§ **Tindakan yang Diperlukan**:
1. Jawablah pertanyaan berikut berdasarkan artikel tentang perkawinan anak.
(a) Berapa jumlah anak laki-laki yang menikah di bawah usia 19 tahun setiap tahun?
(b) Siapa editor artikel tersebut?
(c) Provinsi mana saja yang disebut mengalami peningkatan perkawinan anak?
2. Tuliskan lanjutan artikel tentang perkawinan anak, dimulai setelah kalimat terakhirnya.

§ **Teks Bacaan**:
* * * * * * * * *
Setiap Tahun di Indonesian, 350 Ribu Perempuan Lakukan Pernikahan di Bawah Umur
Perkawinan anak di Indonesia masih masif, padahal kata Rohika banyak dampak negatif yang timbulkan termasuk dua kali risiko kematian bagi ibu hamil
Penulis: Aisyah Nursyamsi
Editor: Eko Sutriyanto
Laporan Wartawan Tribunnews.com, Aisyah Nursyamsi
TRIBUNNEWS.COM, JAKARTA- Setiap tahun, sebanyak 350 ribu anak perempuan menikah di bawah usia 19 tahun sedangkan ada 50 ribu anak laki-laki yang menikah di bawah usia 19 tahun sehingga, permasalahan pernikahan masih jadi pekerjaan bersama.
Hal ini diungkapkan oleh Asisten Deputi Pemenuhan Hak Anak atas Pengasuhan dan Lingkungan Kementerian Pemberdayaan Perempuan dan Perlindungan Anak (PPPA) Rohika Kurniadi Sari, SH, MSi
Dalam pemaparannya, Rohika pun menyebutkan jika terdapat 5 provinsi dengan peningkatan perkawinan anak. Di antaranya Sulawesi Barat, Bengkulu, Maluku, DKI Jakarta dan Yogyakarta.
* * * * * * * * *
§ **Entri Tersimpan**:

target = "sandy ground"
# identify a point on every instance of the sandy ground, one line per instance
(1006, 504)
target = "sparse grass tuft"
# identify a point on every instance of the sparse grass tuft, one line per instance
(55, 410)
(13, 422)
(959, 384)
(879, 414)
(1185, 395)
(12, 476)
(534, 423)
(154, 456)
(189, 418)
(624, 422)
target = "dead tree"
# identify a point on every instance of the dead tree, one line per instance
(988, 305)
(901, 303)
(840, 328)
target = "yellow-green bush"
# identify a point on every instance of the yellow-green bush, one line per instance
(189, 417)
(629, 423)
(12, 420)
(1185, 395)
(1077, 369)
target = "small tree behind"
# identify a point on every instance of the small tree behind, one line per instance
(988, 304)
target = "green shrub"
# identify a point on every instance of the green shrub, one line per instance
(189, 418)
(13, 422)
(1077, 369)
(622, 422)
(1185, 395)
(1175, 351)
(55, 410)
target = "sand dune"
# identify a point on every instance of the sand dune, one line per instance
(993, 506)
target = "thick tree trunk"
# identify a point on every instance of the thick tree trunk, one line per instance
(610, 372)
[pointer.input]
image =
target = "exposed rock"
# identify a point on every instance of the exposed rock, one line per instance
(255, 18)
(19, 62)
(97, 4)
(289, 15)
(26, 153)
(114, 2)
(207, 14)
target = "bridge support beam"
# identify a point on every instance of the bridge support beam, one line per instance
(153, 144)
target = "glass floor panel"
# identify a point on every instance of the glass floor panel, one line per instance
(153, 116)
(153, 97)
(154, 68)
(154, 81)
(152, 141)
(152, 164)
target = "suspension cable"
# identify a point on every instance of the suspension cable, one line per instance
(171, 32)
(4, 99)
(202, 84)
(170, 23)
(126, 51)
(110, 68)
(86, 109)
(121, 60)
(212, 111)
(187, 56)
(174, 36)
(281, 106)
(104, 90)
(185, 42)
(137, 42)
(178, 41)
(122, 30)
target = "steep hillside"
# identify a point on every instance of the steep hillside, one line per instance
* * * * * * * * *
§ **Jawaban per Nomor**:
1.
(a) 50 ribu anak laki-laki.
(b) Eko Sutriyanto.
(c) Sulawesi Barat, Bengkulu, Maluku, DKI Jakarta, dan Yogyakarta.

2.
Lantas apa yang menjadi faktor dari perkawinan anak. Menurut Rohika, salah satu faktor karena pandemi Covid-19. Faktor penyebab lainnya adalah anak perempuan di desa dua kali berisiko melakukan pernikahan dibandingkan di kota.
Baca juga: NTB Zona Merah Stunting, Pernikahan Dini Satu di Antara Sekian Penyebabnya
Lalu, faktor lain adalah anak perempuan dengan kuintil pengeluaran rumah tangga yang rendah, tiga kali hampir menikah di usia 18 tahun. Lalu ada pula karena tingkat pendidikan yang rendah
Perkawinan anak di Indonesia masih masif, padahal kata Rohika banyak dampak negratif yang timbulkan.
Pertama, terjadi dua kali risiko kematian bagi ibu.
Lalu dua kali alami preeklamsia, atau komplikasi kehamilan berpotensi berbahaya yang ditandai dengan tekanan darah tinggi.
Adanya kontraksi rahim tidak optimal dan risiko lahir prematur.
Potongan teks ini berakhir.